### OBJECTIVE 1
From the forum thread on missing values, extract the passage starting with "Or you could" and going on through "[:x, :y] => cor(?, ?))".

### EXCERPT TO READ
┌──

Why are missing values not ignored by default?

CameronBieganek · November 30, 2023, 10:38pm

We can solve the quantile?(x, 0.1) issue by making things even more controversial—all we have to do is add underscore currying:

quantile(_, 0.1)?

danielwe · November 30, 2023, 10:44pm

Or you could attach ? to the arguments you want to participate in skipmissings:

cor(x?, y?)
quantile(x?, 0.1)

Or why not combine currying and skipmissings in one fell swoop?

quantile(?, 0.1)

enabling

combine(df, [:x] => quantile(?, 0.1))
combine(df, [:x, :y] => cor(?, ?))

CameronBieganek · November 30, 2023, 11:08pm

That would be nice. But given the difficulty of getting underscore currying merged, it seems unlikely we could ever get cor(?, ?) merged…

Also, if you want to directly apply mean(?) to a vector, rather than passing it to combine, it would look like this:

mean(?)(x)

which looks slightly goofy to me.

It might be better to keep currying and skip-missing as orthogonal features.

danielwe · November 30, 2023, 11:20pm

Yeah, I think the curry-and-skip would only make sense as an extra convenience if you already have both underscore currying like mean(_) and per-argument skipmissing without currying like mean(x?), so typing mean(?)(x) would technically work but make about as much sense as mean(_)(x). And on that note, a more intuitive syntax for combined curry-and-skip might be mean(_?).

Probably not much hope of having this in the base language, but if the parser can accept it there could be a macro @? in Missings.jl?

alfaromartino · November 30, 2023, 11:22pm

I think that smean, ssum, etc is not useful. You can always define those shortcuts yourself, but it’s more like a patch and non-Julian, as someone indicated above.

But the idea of ? sounds appealing. I think the solution should handle missing, and hence include operators. One application of this is comparison operators in Boolean indexing. Eg:


df[df.col1 .<0 .&& df.col2 .< 0.5, :] # not possible with missing

df[isless.(df.col1, 0) .&& isless.(df.col2, 0.5), :] # what you need now

Functions like isless and isequal are inconvenient, not only because they deviate from how you perform logical comparisons. Also because they don’t incorporate all the possible comparisons, making you define your own implementations for cases like “isless or equal” (Julia has isgreater, which is unexported and isn’t documented, not sure why).

So it’be really nice to have a ? operator that works like this:


df[df.col1 .<? 0 .&& df.col2 .<? 0.5, :]

#equivalent to

df[isless.(df.col1,0) .&& isless.(df.col2, 0.5), :]

The behavior of isless is such that:


x = [1, missing, 2]

y = [0, missing, missing]

isless.(x,y)

3-element BitVector:
  0
  0
  1

so, I think it should replicate a behavior like this.

I like the symbol ? because it’s short and already used for missings in terms like Float64?.

danielwe · November 30, 2023, 11:38pm

With comparison operators, it gets complicated again. You assume that one always wants to coalesce missing to false because the result will be used in a boolean indexing operation where you’re not interested in missings. But what if my selector is more easily expressed as a negation, or a union instead of an intersection? For example, if I want the complement of your selection (but still skipping the missings), I might try df[.!(df.col1 .<? 0 .& df.col2 .<? 0.5), :] or df[df.col1 .>=? 0 .| df.col2 .>=? 0.5, :], but neither is correct.

└──

### OBJECTIVE 2
Pick out and copy every line of the rows below that contains the word "like". Case counts.

### Dataset excerpts on pointing at objects
┌──

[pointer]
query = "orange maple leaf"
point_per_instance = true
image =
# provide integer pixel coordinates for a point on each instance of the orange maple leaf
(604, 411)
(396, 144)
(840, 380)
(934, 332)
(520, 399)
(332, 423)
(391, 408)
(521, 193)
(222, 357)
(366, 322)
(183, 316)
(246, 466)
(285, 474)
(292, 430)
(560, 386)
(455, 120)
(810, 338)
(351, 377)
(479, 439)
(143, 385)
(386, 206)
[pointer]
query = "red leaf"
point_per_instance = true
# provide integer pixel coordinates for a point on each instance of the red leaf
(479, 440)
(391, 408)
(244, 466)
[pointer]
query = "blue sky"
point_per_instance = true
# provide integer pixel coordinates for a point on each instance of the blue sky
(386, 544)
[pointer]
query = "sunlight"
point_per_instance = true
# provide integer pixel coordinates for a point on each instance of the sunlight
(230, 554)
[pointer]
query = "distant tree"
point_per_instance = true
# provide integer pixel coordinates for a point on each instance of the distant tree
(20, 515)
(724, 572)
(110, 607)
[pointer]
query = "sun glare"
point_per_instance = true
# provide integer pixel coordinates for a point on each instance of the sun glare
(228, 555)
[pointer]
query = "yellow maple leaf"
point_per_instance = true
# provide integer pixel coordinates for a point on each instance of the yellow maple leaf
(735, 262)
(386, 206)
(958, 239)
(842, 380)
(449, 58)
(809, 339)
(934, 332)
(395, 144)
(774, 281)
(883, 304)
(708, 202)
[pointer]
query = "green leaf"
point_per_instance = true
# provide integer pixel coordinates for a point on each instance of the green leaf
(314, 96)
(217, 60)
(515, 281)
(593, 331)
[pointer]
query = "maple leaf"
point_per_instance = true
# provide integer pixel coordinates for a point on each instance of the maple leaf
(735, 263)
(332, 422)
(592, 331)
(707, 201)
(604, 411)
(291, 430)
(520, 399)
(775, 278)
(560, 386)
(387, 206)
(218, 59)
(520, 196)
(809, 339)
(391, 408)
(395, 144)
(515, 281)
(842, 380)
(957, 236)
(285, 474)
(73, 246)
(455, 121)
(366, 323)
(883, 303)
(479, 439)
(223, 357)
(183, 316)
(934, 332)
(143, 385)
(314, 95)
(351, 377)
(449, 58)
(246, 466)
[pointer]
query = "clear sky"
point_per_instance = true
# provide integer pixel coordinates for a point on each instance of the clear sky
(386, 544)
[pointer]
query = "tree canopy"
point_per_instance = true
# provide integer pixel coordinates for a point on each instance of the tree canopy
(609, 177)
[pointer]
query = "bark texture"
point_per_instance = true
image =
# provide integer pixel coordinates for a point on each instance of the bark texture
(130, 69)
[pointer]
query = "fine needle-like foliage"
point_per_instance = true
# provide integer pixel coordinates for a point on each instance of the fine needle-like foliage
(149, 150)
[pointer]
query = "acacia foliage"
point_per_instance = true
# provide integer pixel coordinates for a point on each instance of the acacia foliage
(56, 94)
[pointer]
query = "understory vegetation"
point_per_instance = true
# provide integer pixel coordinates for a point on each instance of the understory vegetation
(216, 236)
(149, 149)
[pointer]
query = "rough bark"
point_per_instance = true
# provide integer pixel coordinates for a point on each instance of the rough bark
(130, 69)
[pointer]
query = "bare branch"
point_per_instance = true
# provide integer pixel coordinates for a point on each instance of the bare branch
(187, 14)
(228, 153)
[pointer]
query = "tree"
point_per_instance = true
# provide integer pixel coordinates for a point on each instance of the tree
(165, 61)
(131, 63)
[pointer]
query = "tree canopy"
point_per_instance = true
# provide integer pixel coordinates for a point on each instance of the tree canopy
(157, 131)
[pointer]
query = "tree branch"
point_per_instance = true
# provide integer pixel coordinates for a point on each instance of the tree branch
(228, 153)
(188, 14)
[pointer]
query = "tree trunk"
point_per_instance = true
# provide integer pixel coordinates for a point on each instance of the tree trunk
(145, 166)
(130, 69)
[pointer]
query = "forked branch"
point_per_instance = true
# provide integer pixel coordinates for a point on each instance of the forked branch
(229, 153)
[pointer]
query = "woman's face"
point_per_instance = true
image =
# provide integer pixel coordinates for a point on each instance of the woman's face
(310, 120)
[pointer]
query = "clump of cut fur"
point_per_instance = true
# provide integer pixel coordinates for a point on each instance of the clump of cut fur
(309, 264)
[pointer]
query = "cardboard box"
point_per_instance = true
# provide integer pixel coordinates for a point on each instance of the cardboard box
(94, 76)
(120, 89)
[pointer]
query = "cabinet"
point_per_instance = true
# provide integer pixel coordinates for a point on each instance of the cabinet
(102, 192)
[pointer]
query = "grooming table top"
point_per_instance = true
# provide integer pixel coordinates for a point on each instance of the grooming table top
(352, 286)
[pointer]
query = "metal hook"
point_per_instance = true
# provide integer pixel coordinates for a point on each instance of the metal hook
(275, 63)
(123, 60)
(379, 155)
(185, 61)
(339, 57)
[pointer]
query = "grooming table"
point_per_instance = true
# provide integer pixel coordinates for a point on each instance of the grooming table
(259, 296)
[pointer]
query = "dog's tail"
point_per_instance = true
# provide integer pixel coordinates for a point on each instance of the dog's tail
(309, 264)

└──
┌──

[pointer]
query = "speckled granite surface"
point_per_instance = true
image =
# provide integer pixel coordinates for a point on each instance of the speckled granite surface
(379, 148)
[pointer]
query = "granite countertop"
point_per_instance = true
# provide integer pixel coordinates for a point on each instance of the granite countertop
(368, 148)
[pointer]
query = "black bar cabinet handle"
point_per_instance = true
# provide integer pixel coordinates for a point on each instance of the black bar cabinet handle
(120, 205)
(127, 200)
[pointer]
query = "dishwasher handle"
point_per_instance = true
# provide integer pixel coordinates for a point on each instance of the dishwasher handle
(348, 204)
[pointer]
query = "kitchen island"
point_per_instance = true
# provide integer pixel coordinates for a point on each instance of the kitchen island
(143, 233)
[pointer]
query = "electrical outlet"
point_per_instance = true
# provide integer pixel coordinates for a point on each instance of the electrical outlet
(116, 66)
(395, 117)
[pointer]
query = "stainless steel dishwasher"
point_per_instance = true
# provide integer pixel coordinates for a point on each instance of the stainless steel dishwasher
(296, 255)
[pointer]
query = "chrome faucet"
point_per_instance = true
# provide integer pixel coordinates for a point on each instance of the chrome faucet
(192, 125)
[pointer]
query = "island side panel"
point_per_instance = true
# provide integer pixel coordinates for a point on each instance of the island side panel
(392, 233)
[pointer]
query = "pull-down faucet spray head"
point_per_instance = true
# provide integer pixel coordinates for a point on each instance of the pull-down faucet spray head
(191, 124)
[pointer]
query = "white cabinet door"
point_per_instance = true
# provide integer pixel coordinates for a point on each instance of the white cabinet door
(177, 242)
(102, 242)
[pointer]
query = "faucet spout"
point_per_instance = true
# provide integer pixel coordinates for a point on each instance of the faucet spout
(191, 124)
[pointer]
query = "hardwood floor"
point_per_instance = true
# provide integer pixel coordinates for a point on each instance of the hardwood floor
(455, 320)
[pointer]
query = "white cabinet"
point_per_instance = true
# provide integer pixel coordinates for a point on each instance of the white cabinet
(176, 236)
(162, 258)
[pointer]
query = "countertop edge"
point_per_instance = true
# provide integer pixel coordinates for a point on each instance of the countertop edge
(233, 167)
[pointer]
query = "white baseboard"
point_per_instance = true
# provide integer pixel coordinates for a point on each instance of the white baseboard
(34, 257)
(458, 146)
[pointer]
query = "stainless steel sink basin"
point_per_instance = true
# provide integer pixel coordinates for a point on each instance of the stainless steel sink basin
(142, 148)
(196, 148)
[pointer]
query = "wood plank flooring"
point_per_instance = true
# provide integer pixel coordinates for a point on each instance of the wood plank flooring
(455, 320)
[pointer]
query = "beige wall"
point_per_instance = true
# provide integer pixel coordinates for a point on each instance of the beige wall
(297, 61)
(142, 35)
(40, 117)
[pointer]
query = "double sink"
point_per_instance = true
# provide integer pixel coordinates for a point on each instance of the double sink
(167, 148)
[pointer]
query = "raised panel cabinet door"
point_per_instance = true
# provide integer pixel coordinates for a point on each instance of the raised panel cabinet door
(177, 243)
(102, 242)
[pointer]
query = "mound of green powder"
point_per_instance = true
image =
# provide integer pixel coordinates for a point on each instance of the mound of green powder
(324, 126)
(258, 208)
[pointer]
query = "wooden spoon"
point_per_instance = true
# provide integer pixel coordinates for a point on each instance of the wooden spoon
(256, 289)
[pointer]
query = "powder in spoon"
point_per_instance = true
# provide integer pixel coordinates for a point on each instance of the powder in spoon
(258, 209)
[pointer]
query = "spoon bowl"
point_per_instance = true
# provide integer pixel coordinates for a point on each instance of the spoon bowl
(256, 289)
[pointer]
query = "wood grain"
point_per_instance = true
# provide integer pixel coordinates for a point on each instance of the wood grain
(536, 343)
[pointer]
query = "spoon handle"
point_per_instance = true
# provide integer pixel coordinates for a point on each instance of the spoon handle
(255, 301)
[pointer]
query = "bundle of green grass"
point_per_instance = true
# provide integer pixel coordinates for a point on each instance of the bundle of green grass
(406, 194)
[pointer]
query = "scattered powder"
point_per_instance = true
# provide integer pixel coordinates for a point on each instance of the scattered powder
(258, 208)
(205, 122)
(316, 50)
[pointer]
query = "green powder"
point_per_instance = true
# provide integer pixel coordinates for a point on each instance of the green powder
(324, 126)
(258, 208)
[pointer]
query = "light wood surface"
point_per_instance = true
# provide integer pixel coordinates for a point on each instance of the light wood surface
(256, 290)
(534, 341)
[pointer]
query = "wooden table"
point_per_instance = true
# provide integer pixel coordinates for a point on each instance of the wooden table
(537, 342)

└──

### FINISHED ANSWER 1
Or you could attach ? to the arguments you want to participate in skipmissings:

cor(x?, y?)
quantile(x?, 0.1)

Or why not combine currying and skipmissings in one fell swoop?

quantile(?, 0.1)

enabling

combine(df, [:x] => quantile(?, 0.1))
combine(df, [:x, :y] => cor(?, ?))

### FINISHED ANSWER 2
query = "fine needle-like foliage"
# provide integer pixel coordinates for a point on each instance of the fine needle-like foliage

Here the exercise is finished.